= Beginning of Section =

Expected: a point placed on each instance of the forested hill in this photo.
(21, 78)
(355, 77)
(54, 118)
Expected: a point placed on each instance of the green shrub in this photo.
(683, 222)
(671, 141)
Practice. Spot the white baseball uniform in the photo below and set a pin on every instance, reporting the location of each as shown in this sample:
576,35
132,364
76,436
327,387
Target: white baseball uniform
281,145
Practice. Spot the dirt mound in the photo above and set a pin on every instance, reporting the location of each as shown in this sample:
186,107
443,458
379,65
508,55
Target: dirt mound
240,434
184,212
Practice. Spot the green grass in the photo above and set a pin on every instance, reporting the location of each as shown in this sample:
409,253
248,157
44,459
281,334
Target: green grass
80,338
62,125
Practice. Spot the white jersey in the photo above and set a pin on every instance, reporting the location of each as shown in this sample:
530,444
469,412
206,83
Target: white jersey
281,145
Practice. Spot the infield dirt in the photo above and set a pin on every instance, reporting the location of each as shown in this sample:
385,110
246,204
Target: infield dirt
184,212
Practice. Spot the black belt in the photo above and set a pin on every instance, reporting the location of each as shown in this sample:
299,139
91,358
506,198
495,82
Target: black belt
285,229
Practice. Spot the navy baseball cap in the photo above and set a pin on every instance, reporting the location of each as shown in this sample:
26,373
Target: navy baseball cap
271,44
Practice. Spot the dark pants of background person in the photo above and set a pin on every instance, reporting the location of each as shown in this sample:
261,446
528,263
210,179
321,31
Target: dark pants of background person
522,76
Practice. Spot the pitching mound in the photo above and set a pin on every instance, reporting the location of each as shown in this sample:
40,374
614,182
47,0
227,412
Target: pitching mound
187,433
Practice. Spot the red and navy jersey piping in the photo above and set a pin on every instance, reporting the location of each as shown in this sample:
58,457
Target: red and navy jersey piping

= End of Section =

## Task objective
Respond with an exact reproduction of the lines running from the one that contains "Target: navy baseball cap" through the end of the material.

## Output for this exercise
Target: navy baseball cap
271,44
Practice. Spot the dark pants of background person in the photo above and set a pin on every instance, reporting the location of each as shown in this sample:
261,446
528,263
210,179
321,31
Target: dark pants of background person
522,76
Practice. Spot the pitching mound in the photo above and set a pin on every instance, reporting the location of each as shown in this sample:
40,374
614,182
47,0
227,412
Target: pitching mound
187,433
Practice. Spot the red and navy jersey piping in the photo above and set a pin on every instance, reporting the location of each as shown in this sample:
58,457
Target: red and navy jersey piping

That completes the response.